Exercise brief: Render the listing below as a JSON list of strings, one string per line, from the line containing "Give the outline of every instance of the rubble" through the end of the listing, with blank lines left out. Leave the pictures out of your answer.

#####

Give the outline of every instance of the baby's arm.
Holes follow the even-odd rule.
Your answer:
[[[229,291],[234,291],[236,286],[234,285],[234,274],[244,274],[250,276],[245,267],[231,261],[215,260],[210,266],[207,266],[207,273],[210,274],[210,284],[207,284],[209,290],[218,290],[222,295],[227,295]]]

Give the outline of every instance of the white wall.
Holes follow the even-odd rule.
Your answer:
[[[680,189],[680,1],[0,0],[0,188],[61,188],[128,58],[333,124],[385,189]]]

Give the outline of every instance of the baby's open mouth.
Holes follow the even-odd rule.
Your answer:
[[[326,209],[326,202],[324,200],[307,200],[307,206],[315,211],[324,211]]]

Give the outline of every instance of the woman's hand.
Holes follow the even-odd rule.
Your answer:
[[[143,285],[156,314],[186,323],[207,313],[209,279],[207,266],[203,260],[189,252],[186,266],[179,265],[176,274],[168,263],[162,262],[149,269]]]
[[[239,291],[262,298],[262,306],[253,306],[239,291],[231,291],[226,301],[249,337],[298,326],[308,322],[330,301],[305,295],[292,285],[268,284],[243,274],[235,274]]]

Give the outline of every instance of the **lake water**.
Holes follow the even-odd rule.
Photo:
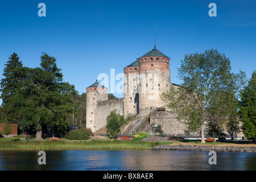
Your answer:
[[[1,171],[256,170],[256,153],[166,150],[46,150],[40,165],[39,151],[0,151]]]

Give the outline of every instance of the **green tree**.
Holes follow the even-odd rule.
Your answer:
[[[256,72],[253,71],[248,84],[240,92],[239,115],[245,136],[256,139]]]
[[[9,60],[5,64],[3,78],[0,83],[0,98],[2,100],[1,115],[2,119],[7,119],[9,122],[19,121],[19,110],[14,106],[15,103],[13,98],[16,96],[17,91],[22,87],[24,73],[23,64],[19,61],[19,57],[15,52],[9,58]]]
[[[162,98],[167,108],[177,113],[179,119],[185,121],[188,131],[201,130],[204,143],[204,123],[212,127],[212,134],[221,133],[245,75],[231,73],[229,59],[212,49],[186,55],[178,71],[183,84],[177,89],[171,88]]]
[[[67,131],[67,117],[73,111],[72,94],[75,86],[63,81],[61,69],[56,58],[43,53],[40,68],[26,68],[26,78],[18,97],[17,107],[20,108],[19,125],[33,126],[36,139],[42,139],[42,127],[46,126],[56,133]]]
[[[8,140],[8,135],[10,135],[11,131],[13,130],[13,127],[11,126],[11,123],[8,120],[5,118],[2,121],[3,127],[1,130],[1,134],[3,135],[6,135],[6,139]]]
[[[111,137],[114,137],[120,132],[121,127],[126,123],[123,115],[115,112],[116,110],[112,111],[106,118],[106,131]]]

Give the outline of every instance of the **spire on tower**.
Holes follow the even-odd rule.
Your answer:
[[[154,47],[155,48],[156,47],[156,46],[155,46],[155,46],[154,46]]]

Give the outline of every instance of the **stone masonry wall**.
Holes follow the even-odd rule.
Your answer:
[[[151,111],[150,115],[150,124],[160,125],[164,135],[176,134],[177,136],[189,135],[186,125],[183,121],[178,121],[176,117],[176,114],[171,111]],[[197,134],[191,134],[189,135],[197,136]]]

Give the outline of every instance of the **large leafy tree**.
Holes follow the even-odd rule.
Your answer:
[[[18,90],[22,86],[22,79],[24,73],[22,61],[16,53],[13,53],[5,64],[3,78],[1,79],[0,98],[2,100],[1,119],[6,122],[18,122],[18,110],[14,106],[13,98]]]
[[[179,119],[185,121],[189,131],[201,130],[204,143],[204,123],[208,123],[212,135],[221,133],[236,109],[245,73],[232,73],[229,59],[212,49],[186,55],[178,71],[183,84],[163,93],[162,99],[167,108],[177,113]]]
[[[240,92],[239,114],[245,135],[256,138],[256,72],[253,71],[248,84]]]
[[[123,115],[117,114],[116,110],[113,110],[106,118],[106,131],[111,137],[114,137],[120,131],[121,127],[125,123]]]
[[[26,78],[19,90],[15,103],[20,108],[19,125],[34,127],[36,139],[42,139],[42,127],[63,132],[67,129],[67,117],[73,111],[72,94],[75,87],[63,80],[56,58],[43,53],[40,68],[26,68]]]

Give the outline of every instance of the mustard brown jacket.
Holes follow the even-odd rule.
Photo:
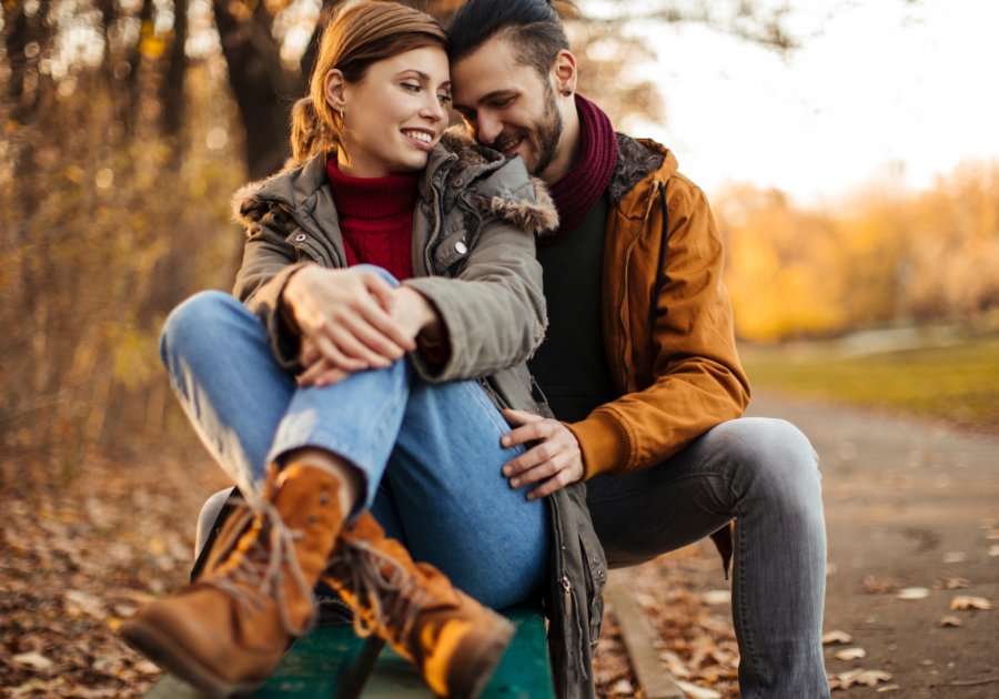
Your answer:
[[[568,425],[586,479],[659,464],[749,403],[722,236],[704,192],[676,168],[658,143],[618,134],[602,324],[619,397]]]

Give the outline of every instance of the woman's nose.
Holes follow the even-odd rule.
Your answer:
[[[423,115],[433,122],[438,122],[442,119],[446,119],[447,112],[444,110],[444,105],[441,103],[441,98],[438,98],[436,94],[431,95],[431,98],[432,99],[428,100],[423,108]]]

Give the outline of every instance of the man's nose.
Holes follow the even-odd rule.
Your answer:
[[[423,118],[430,119],[434,123],[437,123],[442,119],[446,119],[447,112],[444,109],[444,104],[441,103],[441,98],[438,98],[436,94],[431,94],[430,98],[431,99],[428,99],[423,105]]]
[[[503,122],[498,119],[478,115],[478,142],[483,145],[492,145],[503,133]]]

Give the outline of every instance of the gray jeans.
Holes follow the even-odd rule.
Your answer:
[[[595,476],[587,503],[612,567],[652,560],[735,519],[731,612],[745,699],[829,697],[818,456],[797,427],[744,417],[666,462]]]

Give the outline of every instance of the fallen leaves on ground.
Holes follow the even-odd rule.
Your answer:
[[[969,585],[971,585],[971,580],[958,576],[951,576],[949,578],[941,578],[937,580],[936,588],[938,590],[957,590],[966,588]]]
[[[898,589],[898,584],[890,578],[878,578],[872,575],[864,577],[864,591],[884,595],[885,592],[894,592]]]
[[[898,599],[926,599],[929,590],[925,587],[907,587],[899,590]]]
[[[739,697],[739,650],[730,607],[722,604],[723,592],[725,601],[730,599],[730,592],[718,589],[725,585],[722,560],[708,546],[688,546],[632,568],[629,585],[635,601],[658,634],[656,647],[663,668],[684,682],[687,696],[734,699]],[[623,687],[619,682],[627,679],[635,689],[632,696],[640,699],[643,690],[614,621],[613,607],[608,605],[594,657],[597,695],[623,696],[615,688]]]
[[[879,682],[887,682],[891,679],[891,672],[884,670],[865,670],[856,668],[837,675],[829,675],[829,689],[849,689],[854,685],[867,685],[868,687],[877,687]]]
[[[200,448],[171,455],[91,456],[73,474],[2,459],[0,697],[128,699],[159,678],[115,631],[186,581],[198,510],[225,486]]]
[[[829,631],[828,634],[823,635],[823,644],[852,644],[854,637],[847,634],[846,631],[840,631],[836,629],[835,631]]]
[[[951,609],[991,609],[992,602],[985,597],[959,595],[950,600]]]
[[[857,660],[866,658],[867,651],[862,648],[845,648],[844,650],[837,650],[834,655],[840,660]]]
[[[725,696],[720,691],[708,689],[707,687],[698,687],[683,680],[677,681],[677,685],[690,699],[722,699]]]

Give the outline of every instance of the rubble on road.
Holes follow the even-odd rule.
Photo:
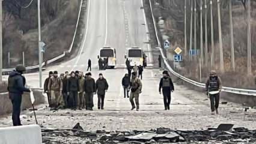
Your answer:
[[[221,125],[231,127],[231,124]],[[232,125],[233,126],[233,125]],[[173,130],[159,128],[149,131],[96,131],[84,130],[78,123],[72,129],[42,129],[44,144],[111,143],[256,143],[256,130],[243,127],[233,130]]]

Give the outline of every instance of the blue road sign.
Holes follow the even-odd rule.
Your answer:
[[[199,50],[197,49],[189,50],[190,56],[197,56],[199,55]]]
[[[165,41],[165,42],[163,43],[163,47],[165,49],[169,49],[169,47],[170,47],[170,43],[169,42],[169,41],[168,40]]]
[[[183,60],[181,55],[174,55],[173,59],[175,62],[181,62]]]

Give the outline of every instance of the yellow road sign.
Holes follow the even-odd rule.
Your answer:
[[[174,52],[177,55],[179,55],[182,52],[182,50],[180,47],[177,47],[176,49],[175,49]]]

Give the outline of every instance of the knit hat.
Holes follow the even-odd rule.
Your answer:
[[[211,73],[210,73],[211,75],[214,75],[214,74],[217,74],[217,73],[216,72],[216,70],[211,70]]]
[[[168,71],[166,71],[166,70],[164,70],[164,71],[163,71],[163,74],[168,74]]]

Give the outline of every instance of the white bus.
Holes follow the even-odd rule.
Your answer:
[[[114,68],[117,65],[115,49],[110,47],[103,47],[100,49],[100,55],[98,58],[108,58],[108,67]]]
[[[133,47],[127,48],[126,50],[126,59],[130,61],[130,67],[133,67],[135,64],[137,66],[139,65],[144,65],[144,52],[142,49],[138,47]]]

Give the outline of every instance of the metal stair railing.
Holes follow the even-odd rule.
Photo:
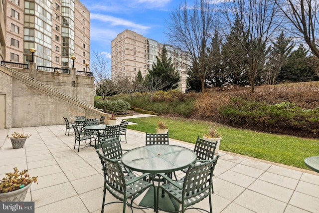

#####

Completed task:
[
  "Give the outline of every instance of the rubble on road.",
  "Holes follow the even-odd rule.",
  "Photo:",
  "Your answer:",
  "[[[221,125],[231,127],[231,124]],[[232,125],[233,126],[233,125]],[[173,130],[159,128],[149,131],[96,131],[84,130],[78,123],[72,129],[42,129],[44,144],[111,143],[256,143],[256,130],[243,127],[233,130]]]",
  "Give the outline of every instance of the blue road sign.",
  "Holes follow the even-odd rule.",
  "Your answer:",
  "[[[199,50],[197,49],[189,50],[190,56],[197,56],[199,55]]]",
  "[[[165,41],[165,42],[163,43],[163,47],[165,49],[169,49],[169,47],[170,47],[170,43],[169,42],[169,41],[168,40]]]",
  "[[[183,60],[181,55],[174,55],[173,59],[175,62],[181,62]]]",
  "Give the outline of every instance of the yellow road sign.",
  "Holes follow the even-odd rule.",
  "Your answer:",
  "[[[174,52],[177,55],[179,55],[182,52],[182,50],[180,47],[177,47],[176,49],[175,49]]]",
  "Give the outline of every instance of the knit hat.",
  "Holes follow the even-odd rule.",
  "Your answer:",
  "[[[211,73],[210,73],[211,75],[214,75],[214,74],[217,74],[217,73],[216,72],[216,70],[211,70]]]",
  "[[[168,71],[166,71],[166,70],[164,70],[164,71],[163,71],[163,74],[168,74]]]",
  "Give the outline of every instance of the white bus.",
  "Holes follow the even-odd rule.",
  "Your answer:",
  "[[[114,68],[117,65],[115,49],[110,47],[103,47],[100,49],[100,55],[98,58],[108,58],[108,67]]]",
  "[[[133,47],[127,48],[126,50],[126,59],[130,61],[130,67],[133,67],[135,64],[137,66],[139,65],[144,65],[144,52],[142,49],[138,47]]]",
  "Give the outline of every instance of the metal stair railing.",
  "Holes follow the even-odd rule.",
  "Photo:"
]